## [YOUR TASK]
Please repeat the records word for word, everything from their first line down to and including the line that contains "[679,986,733,1069]".

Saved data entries
━━━━━━━━━━

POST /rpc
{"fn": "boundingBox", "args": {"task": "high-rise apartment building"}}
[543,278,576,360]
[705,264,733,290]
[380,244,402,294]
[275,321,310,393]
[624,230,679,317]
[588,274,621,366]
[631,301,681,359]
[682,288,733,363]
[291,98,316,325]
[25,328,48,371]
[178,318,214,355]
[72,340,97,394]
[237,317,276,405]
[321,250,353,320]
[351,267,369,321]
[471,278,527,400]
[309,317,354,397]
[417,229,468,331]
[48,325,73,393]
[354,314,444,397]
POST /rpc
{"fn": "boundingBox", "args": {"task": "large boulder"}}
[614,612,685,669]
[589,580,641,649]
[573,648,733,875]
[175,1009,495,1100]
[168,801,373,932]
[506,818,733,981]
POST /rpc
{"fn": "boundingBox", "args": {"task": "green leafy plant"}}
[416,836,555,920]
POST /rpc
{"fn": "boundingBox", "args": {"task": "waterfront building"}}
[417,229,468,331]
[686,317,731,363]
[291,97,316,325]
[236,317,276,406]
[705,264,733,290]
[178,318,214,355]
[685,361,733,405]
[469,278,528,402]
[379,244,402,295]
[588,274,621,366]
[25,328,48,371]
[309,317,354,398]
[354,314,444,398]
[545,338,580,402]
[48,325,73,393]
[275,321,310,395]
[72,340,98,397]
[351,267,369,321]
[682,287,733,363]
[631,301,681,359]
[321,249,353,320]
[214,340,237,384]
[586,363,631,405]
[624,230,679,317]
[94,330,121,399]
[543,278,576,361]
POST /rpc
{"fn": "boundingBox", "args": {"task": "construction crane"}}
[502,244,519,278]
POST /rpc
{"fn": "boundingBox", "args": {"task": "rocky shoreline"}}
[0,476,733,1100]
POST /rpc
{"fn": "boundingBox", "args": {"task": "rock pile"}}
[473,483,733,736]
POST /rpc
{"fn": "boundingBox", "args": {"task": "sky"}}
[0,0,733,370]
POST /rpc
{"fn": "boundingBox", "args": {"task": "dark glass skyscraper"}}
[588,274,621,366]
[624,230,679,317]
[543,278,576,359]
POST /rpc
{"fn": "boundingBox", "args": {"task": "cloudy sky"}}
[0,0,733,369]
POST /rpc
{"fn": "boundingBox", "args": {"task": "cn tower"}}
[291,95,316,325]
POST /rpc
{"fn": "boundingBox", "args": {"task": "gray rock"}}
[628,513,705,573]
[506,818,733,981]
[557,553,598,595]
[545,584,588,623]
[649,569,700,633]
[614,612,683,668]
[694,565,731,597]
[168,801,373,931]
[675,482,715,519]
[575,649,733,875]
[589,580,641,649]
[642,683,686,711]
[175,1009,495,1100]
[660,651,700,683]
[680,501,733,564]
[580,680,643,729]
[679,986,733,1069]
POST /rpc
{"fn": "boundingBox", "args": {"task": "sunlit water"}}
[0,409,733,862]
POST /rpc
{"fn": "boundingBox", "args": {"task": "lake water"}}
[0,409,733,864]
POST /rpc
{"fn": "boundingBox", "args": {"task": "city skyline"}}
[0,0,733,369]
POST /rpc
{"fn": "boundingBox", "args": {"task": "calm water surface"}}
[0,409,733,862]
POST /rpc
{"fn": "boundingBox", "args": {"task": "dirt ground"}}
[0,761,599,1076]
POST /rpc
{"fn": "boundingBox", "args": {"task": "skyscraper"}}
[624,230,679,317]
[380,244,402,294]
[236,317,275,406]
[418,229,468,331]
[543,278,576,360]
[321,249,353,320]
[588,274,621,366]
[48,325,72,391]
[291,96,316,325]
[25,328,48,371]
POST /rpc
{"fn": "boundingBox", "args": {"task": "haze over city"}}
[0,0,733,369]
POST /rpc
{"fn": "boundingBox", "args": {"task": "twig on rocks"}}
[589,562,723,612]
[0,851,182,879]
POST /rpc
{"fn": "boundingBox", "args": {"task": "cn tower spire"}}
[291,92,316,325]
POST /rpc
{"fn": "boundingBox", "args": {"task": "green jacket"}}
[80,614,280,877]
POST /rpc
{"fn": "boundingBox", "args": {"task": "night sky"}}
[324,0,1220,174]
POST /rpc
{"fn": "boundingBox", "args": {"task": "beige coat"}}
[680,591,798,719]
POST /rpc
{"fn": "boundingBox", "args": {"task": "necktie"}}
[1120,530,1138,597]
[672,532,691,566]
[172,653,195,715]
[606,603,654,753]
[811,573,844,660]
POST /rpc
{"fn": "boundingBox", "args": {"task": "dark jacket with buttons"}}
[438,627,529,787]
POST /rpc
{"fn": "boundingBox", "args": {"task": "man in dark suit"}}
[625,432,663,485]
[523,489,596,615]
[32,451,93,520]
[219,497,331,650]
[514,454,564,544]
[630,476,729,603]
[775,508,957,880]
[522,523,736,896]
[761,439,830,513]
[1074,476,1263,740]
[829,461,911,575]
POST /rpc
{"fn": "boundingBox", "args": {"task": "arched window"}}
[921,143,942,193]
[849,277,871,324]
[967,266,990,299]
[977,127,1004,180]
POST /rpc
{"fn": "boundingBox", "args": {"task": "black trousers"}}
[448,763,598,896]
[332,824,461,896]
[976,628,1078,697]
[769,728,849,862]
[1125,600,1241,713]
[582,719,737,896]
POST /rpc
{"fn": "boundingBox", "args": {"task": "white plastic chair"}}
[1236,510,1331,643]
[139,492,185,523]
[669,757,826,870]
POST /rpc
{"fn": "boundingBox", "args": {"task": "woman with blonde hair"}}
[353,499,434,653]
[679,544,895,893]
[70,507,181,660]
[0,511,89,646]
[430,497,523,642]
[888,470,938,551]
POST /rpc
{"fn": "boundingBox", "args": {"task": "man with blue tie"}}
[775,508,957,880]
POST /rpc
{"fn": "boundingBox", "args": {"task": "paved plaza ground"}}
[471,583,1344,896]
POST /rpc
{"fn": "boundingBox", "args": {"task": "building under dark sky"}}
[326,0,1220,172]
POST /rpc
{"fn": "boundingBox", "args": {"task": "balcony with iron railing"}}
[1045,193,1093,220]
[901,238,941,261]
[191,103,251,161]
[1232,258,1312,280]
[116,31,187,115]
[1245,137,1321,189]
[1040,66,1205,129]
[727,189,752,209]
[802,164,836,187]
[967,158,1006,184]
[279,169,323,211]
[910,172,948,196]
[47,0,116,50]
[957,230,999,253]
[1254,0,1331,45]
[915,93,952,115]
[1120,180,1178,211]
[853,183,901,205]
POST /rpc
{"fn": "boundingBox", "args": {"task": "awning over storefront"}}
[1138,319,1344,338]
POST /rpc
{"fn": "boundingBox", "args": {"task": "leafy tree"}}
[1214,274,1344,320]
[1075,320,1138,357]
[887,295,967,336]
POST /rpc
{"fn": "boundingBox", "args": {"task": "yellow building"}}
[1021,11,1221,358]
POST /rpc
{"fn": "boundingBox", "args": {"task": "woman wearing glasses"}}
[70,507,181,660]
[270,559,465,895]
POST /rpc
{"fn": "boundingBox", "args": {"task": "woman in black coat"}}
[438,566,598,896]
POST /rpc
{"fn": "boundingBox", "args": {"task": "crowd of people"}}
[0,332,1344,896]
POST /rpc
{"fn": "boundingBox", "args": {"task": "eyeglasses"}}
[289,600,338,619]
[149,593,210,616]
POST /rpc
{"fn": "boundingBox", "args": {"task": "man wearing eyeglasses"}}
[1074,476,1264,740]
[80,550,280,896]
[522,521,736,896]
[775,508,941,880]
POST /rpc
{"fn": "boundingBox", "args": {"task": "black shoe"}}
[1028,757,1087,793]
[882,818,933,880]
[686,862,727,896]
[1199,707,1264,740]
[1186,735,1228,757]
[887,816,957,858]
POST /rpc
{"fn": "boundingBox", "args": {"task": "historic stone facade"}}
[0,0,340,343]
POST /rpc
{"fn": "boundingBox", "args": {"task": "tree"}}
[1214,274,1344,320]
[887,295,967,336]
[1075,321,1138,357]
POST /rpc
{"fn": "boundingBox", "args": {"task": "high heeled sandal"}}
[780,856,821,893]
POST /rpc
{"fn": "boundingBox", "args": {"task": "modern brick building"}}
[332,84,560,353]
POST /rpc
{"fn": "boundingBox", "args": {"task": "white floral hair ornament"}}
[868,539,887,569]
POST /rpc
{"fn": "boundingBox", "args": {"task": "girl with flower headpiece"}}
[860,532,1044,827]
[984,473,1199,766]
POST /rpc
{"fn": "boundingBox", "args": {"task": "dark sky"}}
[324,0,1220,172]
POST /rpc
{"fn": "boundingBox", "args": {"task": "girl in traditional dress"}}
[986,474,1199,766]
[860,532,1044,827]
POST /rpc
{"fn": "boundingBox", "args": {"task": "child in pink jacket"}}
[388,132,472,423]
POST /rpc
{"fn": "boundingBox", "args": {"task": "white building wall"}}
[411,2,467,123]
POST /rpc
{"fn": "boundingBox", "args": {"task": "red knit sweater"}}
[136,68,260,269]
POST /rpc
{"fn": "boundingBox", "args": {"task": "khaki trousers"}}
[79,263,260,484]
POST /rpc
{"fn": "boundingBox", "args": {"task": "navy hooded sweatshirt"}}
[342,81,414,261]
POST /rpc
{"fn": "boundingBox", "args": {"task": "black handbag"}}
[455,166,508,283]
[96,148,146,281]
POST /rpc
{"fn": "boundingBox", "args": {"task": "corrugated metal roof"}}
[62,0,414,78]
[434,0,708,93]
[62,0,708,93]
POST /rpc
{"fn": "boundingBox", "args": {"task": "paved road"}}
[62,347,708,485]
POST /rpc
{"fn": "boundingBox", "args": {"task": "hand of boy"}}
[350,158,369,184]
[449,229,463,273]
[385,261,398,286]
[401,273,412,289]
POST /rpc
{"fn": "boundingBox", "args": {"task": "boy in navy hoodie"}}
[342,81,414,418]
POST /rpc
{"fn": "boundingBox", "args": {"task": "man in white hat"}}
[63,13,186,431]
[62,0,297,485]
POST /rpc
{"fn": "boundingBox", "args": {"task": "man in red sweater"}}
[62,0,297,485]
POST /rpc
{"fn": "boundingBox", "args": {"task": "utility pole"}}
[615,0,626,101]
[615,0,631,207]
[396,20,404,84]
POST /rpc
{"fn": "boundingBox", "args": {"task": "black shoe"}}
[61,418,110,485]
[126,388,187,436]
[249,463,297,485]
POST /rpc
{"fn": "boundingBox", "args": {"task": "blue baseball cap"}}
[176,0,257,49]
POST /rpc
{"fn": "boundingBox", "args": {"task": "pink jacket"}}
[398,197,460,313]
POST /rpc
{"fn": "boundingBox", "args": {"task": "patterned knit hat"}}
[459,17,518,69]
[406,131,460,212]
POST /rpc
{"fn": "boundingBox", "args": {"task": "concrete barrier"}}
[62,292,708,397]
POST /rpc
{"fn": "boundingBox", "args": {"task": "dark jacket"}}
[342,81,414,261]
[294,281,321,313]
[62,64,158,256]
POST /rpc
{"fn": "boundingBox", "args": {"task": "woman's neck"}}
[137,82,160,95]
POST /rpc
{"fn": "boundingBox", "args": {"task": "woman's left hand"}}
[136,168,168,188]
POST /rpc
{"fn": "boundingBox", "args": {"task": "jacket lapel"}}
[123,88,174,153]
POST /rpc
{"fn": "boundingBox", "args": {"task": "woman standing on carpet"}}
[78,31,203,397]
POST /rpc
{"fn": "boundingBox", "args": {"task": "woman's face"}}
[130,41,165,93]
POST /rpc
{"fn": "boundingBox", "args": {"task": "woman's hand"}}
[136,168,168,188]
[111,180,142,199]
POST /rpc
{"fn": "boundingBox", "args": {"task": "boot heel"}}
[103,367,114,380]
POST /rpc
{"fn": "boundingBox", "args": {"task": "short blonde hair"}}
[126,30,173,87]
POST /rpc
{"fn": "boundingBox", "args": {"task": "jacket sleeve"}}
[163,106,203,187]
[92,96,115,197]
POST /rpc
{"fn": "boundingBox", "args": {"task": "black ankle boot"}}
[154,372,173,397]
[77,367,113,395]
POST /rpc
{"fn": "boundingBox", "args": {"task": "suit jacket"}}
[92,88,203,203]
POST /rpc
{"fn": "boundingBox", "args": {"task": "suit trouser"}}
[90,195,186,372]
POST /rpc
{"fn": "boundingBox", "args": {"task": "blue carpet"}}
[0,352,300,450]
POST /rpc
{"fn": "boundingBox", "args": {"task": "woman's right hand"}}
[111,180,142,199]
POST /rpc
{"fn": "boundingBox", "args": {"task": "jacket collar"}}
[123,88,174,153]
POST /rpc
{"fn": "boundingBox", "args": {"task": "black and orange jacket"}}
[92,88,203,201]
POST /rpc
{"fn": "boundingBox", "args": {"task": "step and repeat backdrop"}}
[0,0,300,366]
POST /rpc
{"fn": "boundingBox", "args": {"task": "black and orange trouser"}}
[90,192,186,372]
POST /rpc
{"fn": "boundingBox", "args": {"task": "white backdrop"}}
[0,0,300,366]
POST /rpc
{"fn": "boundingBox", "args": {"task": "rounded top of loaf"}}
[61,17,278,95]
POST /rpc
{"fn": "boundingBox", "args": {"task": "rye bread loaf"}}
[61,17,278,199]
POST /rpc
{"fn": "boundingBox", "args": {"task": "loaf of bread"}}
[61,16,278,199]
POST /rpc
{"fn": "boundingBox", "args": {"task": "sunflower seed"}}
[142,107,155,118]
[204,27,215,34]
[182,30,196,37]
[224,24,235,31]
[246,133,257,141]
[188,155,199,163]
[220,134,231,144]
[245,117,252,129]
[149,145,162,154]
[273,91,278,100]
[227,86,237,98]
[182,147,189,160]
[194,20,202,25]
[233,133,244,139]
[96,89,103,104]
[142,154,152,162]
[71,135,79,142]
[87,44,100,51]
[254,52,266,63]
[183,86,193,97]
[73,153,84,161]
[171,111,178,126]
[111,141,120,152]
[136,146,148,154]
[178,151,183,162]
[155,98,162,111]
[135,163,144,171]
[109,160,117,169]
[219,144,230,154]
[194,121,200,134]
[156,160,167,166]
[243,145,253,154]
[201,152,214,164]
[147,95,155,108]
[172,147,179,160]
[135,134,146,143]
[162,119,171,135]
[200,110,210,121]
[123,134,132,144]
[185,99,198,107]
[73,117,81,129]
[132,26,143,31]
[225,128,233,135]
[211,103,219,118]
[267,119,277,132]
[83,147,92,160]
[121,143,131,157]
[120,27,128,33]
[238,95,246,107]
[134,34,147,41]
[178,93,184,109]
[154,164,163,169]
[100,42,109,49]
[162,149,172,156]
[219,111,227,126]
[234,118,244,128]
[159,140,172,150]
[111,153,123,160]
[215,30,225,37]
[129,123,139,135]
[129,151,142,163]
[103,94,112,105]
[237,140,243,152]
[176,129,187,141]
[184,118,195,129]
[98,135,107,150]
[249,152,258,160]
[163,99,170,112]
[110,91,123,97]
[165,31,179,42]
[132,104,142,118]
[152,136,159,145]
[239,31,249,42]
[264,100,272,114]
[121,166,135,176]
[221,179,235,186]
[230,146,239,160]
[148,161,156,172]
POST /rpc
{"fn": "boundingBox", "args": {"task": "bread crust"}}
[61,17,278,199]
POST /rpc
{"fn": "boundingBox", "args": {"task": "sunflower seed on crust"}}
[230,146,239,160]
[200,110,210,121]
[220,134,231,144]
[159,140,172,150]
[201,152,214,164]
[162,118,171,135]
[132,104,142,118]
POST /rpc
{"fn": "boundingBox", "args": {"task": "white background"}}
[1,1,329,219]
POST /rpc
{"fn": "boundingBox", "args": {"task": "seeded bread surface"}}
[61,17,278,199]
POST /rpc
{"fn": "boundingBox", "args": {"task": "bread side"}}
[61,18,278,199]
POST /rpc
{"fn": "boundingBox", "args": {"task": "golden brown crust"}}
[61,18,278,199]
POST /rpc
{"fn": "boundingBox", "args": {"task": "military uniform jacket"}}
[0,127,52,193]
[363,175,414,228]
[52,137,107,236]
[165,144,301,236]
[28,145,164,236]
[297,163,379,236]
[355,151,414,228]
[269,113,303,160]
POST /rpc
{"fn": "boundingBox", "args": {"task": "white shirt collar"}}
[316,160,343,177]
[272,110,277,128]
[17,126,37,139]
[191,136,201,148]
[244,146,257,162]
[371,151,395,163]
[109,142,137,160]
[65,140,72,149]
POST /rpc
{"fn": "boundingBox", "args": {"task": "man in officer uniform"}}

━━━━━━━━━━

## [EXERCISE RESULT]
POST /rpc
{"fn": "boundingBox", "args": {"task": "high-rise apartment building"}}
[543,278,576,360]
[705,264,733,290]
[380,244,402,294]
[275,321,310,393]
[624,230,679,317]
[588,274,621,366]
[631,301,681,359]
[682,288,733,363]
[291,98,316,325]
[25,328,48,371]
[178,318,214,355]
[72,340,97,394]
[237,317,276,405]
[321,250,353,320]
[351,267,369,321]
[471,278,527,400]
[309,317,354,397]
[417,229,468,331]
[48,325,73,393]
[354,314,444,397]
POST /rpc
{"fn": "boundingBox", "args": {"task": "large boulder"}}
[614,612,685,669]
[589,580,641,649]
[573,648,733,875]
[175,1009,495,1100]
[168,801,373,932]
[506,818,733,981]
POST /rpc
{"fn": "boundingBox", "args": {"task": "green leafy plant"}}
[416,836,555,920]
POST /rpc
{"fn": "boundingBox", "args": {"task": "waterfront building"}}
[417,229,468,331]
[686,317,731,363]
[291,97,316,325]
[236,317,276,406]
[705,264,733,290]
[178,318,214,355]
[685,361,733,405]
[469,278,528,402]
[379,244,402,295]
[588,274,621,366]
[25,328,48,371]
[309,317,354,398]
[354,314,444,398]
[545,338,580,402]
[48,325,73,393]
[275,321,310,395]
[72,340,98,397]
[351,267,369,321]
[682,287,733,363]
[631,301,681,359]
[321,249,353,320]
[214,340,237,384]
[586,363,631,405]
[624,230,679,317]
[94,330,121,399]
[543,278,576,361]
POST /rpc
{"fn": "boundingBox", "args": {"task": "construction crane"}}
[502,244,519,278]
POST /rpc
{"fn": "boundingBox", "args": {"task": "rocky shoreline"}}
[0,476,733,1100]
POST /rpc
{"fn": "boundingBox", "args": {"task": "rock pile"}}
[473,483,733,736]
POST /rpc
{"fn": "boundingBox", "args": {"task": "sky"}}
[0,0,733,370]
POST /rpc
{"fn": "boundingBox", "args": {"task": "dark glass skyscraper"}}
[588,274,621,366]
[624,230,679,317]
[543,278,576,359]
POST /rpc
{"fn": "boundingBox", "args": {"task": "cloudy sky"}}
[0,0,733,369]
POST /rpc
{"fn": "boundingBox", "args": {"task": "cn tower"}}
[291,95,316,325]
POST /rpc
{"fn": "boundingBox", "args": {"task": "gray rock"}}
[628,513,705,573]
[506,818,733,981]
[557,553,598,595]
[545,584,588,623]
[649,569,700,633]
[614,612,683,668]
[694,565,731,597]
[168,801,373,931]
[675,482,715,519]
[575,649,733,875]
[589,580,641,649]
[642,683,686,711]
[175,1009,495,1100]
[660,651,700,683]
[680,501,733,564]
[580,680,643,729]
[679,986,733,1069]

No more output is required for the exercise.